La gente de hoy tiende a no tomarse la Iglesia muy en serio. Somos individualistas y pensamos que podemos hacerlo solos. Pero la comunidad de los santos es la casa de Dios. Si esto no transforma nuestra visión de la Iglesia, entonces nada lo hará. Vemos que la Iglesia no es una institución humana, sino un edificio divino que Dios erige y en el que Dios mismo habita. Formar parte de la Iglesia es tener raíces históricas en el pueblo de Dios y una conexión espiritual con los demás ahora, en épocas pasadas y en las generaciones venideras. Los cristianos conocen y estudian la historia de la Iglesia del mismo modo que otros investigan la genealogía de su familia. Amar a Cristo nos lleva a amar y servir a su Iglesia y a las personas que la componen.

### Datos proporcionados
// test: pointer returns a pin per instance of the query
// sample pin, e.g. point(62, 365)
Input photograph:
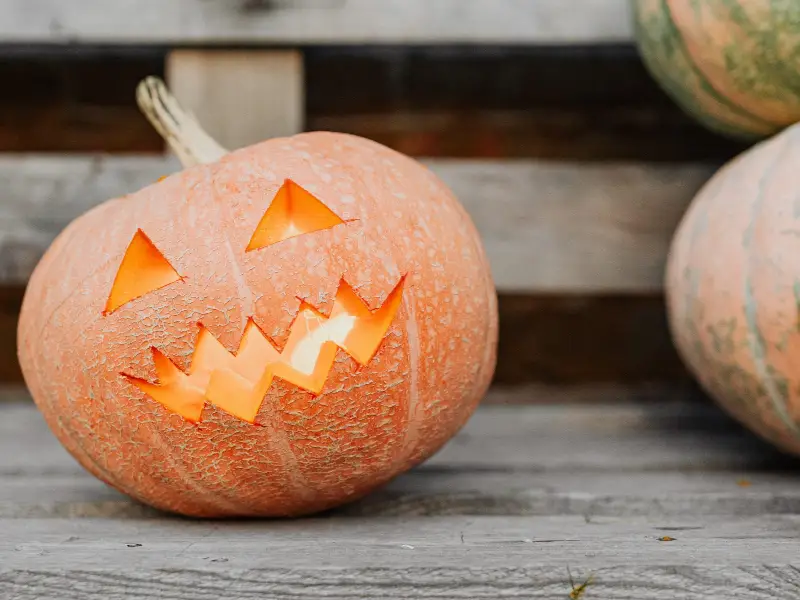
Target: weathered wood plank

### Conjunto de tareas
[a] Reproduzca literalmente el tramo del pasaje sobre la Iglesia que va desde "La gente de" hasta "que la componen.".
[b] Prosiga el pasaje sobre la Iglesia a partir de su última oración.

### Respuestas finales
[a]
La gente de hoy tiende a no tomarse la Iglesia muy en serio. Somos individualistas y pensamos que podemos hacerlo solos. Pero la comunidad de los santos es la casa de Dios. Si esto no transforma nuestra visión de la Iglesia, entonces nada lo hará. Vemos que la Iglesia no es una institución humana, sino un edificio divino que Dios erige y en el que Dios mismo habita. Formar parte de la Iglesia es tener raíces históricas en el pueblo de Dios y una conexión espiritual con los demás ahora, en épocas pasadas y en las generaciones venideras. Los cristianos conocen y estudian la historia de la Iglesia del mismo modo que otros investigan la genealogía de su familia. Amar a Cristo nos lleva a amar y servir a su Iglesia y a las personas que la componen.

[b]
El Antiguo Testamento revela una geografía de la salvación: si querías conocer a Dios, no podías buscarlo en cualquier parte. Dios está en todas partes, pero se revela especialmente en un lugar concreto, entre su pueblo en Israel, y sobre todo en Jerusalén, en el templo. Si querías encontrar a Dios, tenías que ir allí, donde estaba la casa de Dios, del mismo modo que la reina de Saba fue a Jerusalén en tiempos de Salomón. Hoy, si quieres conocer a Dios, debes ir a una iglesia donde se enseñe su Palabra. Aunque Dios está en todas partes, es en su casa donde se revela especialmente a los que vienen con fe.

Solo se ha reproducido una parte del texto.